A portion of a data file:
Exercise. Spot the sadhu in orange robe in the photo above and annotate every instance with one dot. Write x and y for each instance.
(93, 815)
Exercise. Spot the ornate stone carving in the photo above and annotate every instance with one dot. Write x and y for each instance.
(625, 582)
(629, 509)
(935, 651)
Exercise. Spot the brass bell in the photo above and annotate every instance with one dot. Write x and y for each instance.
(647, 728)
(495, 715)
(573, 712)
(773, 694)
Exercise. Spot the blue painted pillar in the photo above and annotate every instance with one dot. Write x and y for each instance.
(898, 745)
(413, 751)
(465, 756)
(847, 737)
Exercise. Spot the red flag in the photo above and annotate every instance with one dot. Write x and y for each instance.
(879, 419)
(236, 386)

• _Work to do_
Retype every one of the records above without any changes.

• _Correct answer_
Exercise. Spot the sadhu in orange robe in the photo above and annotate every instance with one dot. Write x and y for each instance.
(93, 815)
Exercise. Spot the ornate stone carving in the photo above and annotate every instance with one dot. Write x and y for each instance.
(625, 582)
(629, 509)
(935, 651)
Exercise. Spot the brass bell in the photo above and annotate every instance with one dot. Write x and y for each instance.
(647, 728)
(495, 715)
(573, 712)
(773, 694)
Exercise. Spot the blue painted pillar in the photo above and annotate every instance with one dot. Write x and y for each instance.
(898, 745)
(413, 751)
(465, 756)
(847, 737)
Exercise. Spot the red flag in the photo above and annotate every instance with one dot. Write x and y for each instance.
(879, 419)
(236, 386)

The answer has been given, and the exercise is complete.